Sam Hain

Personal information
- Full name: Samuel Robert Hain
- Born: 16 July 1995 (age 31) Hong Kong
- Height: 5 ft 10 in (1.78 m)
- Batting: Right-handed
- Bowling: Right-arm off break
- Role: Middle-order batter

International information
- National side: England (2023);
- ODI debut (cap 271): 23 September 2023 v Ireland
- Last ODI: 26 September 2023 v Ireland
- ODI shirt no.: 48

Domestic team information
- 2013–present: Warwickshire (squad no. 16)
- 2017–2018: Marylebone Cricket Club (MCC)
- 2021: Manchester Originals
- 2022: Fortune Barishal
- 2022: Welsh Fire
- 2022/23: Brisbane Heat
- 2023–present: Trent Rockets
- 2023/24: Hobart Hurricanes
- 2024: Abu Dhabi Knight Riders
- 2025: Paarl Royals

Career statistics
| Competition | ODI | FC | LA | T20 |
| Matches | 2 | 150 | 65 | 190 |
| Runs scored | 106 | 8,979 | 3,084 | 5,359 |
| Batting average | 53.00 | 42.96 | 58.18 | 38.83 |
| 100s/50s | 0/1 | 21/50 | 10/18 | 1/40 |
| Top score | 89 | 208 | 161* | 112* |
| Catches/stumpings | 0/– | 138/– | 22/– | 90/– |
- Source: Cricinfo, 26 September 2026
- Hain's voice recorded April 2015

= Sam Hain =

English cricketer (born 1995)

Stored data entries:

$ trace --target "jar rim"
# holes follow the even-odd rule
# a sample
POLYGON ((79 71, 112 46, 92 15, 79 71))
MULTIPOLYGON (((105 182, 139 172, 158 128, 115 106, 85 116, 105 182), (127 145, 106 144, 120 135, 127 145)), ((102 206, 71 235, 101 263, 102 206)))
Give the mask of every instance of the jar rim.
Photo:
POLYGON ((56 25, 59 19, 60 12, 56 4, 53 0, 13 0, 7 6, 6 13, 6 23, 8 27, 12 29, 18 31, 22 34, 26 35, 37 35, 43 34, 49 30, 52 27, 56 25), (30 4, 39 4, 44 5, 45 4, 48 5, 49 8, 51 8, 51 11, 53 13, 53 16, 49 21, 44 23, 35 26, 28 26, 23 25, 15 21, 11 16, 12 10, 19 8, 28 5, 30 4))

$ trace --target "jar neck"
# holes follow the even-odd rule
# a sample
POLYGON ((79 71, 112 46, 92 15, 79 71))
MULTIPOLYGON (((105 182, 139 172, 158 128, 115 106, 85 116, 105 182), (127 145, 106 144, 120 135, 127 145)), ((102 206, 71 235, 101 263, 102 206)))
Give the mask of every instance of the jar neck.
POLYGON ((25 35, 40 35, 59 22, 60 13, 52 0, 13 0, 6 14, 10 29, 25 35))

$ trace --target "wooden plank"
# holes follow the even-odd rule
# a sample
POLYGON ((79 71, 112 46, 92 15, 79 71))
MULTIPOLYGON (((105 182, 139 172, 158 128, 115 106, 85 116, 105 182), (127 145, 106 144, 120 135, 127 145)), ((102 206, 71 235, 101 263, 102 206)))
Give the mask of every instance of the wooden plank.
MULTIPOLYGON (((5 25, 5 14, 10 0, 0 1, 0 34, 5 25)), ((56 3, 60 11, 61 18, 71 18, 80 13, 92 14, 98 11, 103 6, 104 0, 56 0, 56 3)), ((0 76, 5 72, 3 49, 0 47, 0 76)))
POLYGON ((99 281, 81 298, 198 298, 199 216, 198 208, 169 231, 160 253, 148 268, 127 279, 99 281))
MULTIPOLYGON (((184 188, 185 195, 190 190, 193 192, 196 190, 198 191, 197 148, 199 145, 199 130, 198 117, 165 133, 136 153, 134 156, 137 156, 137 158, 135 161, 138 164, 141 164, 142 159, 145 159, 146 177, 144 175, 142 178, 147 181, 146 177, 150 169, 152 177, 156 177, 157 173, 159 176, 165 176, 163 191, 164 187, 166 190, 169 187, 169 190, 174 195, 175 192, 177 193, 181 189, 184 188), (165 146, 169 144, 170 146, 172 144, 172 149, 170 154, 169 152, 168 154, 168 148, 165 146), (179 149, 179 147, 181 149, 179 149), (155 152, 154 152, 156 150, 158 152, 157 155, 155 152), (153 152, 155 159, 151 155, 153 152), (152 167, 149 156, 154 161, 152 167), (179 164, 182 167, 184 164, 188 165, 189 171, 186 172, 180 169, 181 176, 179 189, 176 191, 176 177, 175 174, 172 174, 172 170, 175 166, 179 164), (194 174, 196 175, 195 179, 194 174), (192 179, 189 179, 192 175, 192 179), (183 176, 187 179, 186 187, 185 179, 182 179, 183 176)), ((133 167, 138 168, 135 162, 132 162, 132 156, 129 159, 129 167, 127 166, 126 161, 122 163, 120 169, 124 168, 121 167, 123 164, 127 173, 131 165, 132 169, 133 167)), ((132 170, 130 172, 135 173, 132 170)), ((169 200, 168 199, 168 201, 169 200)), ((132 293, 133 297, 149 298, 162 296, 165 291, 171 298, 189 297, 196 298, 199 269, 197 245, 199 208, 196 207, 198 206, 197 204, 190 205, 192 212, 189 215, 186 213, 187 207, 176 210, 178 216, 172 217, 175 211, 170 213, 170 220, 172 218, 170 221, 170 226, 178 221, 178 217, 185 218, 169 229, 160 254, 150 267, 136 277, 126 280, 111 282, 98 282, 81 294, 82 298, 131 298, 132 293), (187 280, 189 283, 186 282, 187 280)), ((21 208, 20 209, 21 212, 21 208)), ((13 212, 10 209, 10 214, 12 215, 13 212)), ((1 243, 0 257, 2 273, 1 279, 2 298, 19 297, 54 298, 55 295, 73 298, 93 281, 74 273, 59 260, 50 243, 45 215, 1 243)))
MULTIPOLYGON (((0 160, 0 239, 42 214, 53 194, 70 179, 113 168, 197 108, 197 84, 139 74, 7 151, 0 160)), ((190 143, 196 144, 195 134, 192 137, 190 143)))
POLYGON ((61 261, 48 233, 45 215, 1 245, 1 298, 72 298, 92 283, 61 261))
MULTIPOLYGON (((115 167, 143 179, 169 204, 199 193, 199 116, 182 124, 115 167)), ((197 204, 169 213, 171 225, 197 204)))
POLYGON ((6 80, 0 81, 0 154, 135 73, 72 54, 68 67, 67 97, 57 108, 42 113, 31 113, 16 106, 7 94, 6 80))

Task list:
1. In the Sam Hain profile, which team did he face on his ODI debut?
2. Resume the Sam Hain profile from where it stops.
The rows have no role in anything asked here.

Solved problems:
1. Ireland, on 23 September 2023.

2.
Samuel Robert Hain (born 16 July 1995) is a cricketer who plays for Warwickshire County Cricket Club and represents England. He is a right-handed batsman who bowls right-arm off spin. He made his debut for the county in the 2013 Yorkshire Bank 40 against Worcestershire.

== Early life and youth career ==
Hain was born in Hong Kong to two British parents. His family settled on Australia's Gold Coast when Hain was three years of age and there he began playing cricket for the Mudgeeraba-Nerang Cricket Club. He was raised in the Australian beachside city until the age of 14 when he relocated to Scotland on an exchange program with the Loretto School in Musselburgh, East Lothian. He was fast-tracked into Australian Under-19 cricket side as a 16-year-old. As a Loretto School student, he was spotted by former Warwickshire captain Michael Powell, who was coaching there. He returned to the Gold Coast for Year Twelve education where he completed his schooling at The Southport School.

Hain was sent for trials at Warwickshire where former England all-rounder Rikki Clarke rated his new colleague's batting in the nets as the best he had ever seen. Hain made his debut for the club's 2nd XI that year and impressed sufficiently to win Warwickshire's most promising young player award. He continued his progress by topping the county's Championship batting averages - for regular players, at least - in 2015.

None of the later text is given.